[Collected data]
__________________________________________________
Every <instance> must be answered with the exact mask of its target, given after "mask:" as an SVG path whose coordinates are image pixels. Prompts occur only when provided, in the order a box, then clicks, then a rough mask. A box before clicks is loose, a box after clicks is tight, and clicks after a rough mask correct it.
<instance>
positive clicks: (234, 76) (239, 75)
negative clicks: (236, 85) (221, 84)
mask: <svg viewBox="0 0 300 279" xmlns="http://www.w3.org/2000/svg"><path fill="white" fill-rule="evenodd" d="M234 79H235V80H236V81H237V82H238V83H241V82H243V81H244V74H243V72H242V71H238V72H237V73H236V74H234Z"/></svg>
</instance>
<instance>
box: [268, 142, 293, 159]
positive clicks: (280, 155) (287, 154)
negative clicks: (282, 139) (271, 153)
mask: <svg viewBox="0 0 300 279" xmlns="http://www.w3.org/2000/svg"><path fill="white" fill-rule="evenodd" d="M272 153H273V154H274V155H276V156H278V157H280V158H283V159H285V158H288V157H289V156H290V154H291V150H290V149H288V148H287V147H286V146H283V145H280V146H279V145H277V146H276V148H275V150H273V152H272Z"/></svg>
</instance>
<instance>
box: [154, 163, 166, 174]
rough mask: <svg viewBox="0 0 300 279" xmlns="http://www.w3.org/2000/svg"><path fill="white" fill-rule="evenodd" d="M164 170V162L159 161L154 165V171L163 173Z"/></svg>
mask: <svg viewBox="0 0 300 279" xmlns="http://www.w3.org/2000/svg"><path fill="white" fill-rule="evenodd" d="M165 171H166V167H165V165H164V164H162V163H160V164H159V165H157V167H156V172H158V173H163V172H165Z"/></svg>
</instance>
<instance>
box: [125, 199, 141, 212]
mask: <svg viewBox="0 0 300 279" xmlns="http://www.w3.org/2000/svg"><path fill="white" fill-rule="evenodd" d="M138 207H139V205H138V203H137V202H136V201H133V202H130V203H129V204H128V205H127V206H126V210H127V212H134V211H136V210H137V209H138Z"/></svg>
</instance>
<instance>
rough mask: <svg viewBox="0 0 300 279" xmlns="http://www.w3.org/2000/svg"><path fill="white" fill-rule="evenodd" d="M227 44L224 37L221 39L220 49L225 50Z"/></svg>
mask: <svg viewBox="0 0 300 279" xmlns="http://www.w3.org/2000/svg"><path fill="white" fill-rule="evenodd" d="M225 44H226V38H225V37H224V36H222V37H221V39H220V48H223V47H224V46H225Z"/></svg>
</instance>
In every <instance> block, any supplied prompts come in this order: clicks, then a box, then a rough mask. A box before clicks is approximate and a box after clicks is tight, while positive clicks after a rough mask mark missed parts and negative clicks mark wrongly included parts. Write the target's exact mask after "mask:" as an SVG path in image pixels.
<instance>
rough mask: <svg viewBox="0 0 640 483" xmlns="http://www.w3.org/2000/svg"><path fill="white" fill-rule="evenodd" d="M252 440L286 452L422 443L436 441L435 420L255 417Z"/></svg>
__________________________________________________
* TASK ITEM *
Please rewrite the records from their first line through the line containing "positive clicks: (234, 76) (239, 75)", replacing "target" with "object" and leaving everything else unchanged.

* RESULT FOR THIS TASK *
Every <instance> must be answered with the exact mask of its object, given after "mask:" as an SVG path whose coordinates are image pixels. Prompts occur only when provided, in the order a box, then clicks, then a rough mask. A box before clicks is loose, a box after clicks is tight, and clicks after a rough mask correct it.
<instance>
positive clicks: (234, 76) (239, 75)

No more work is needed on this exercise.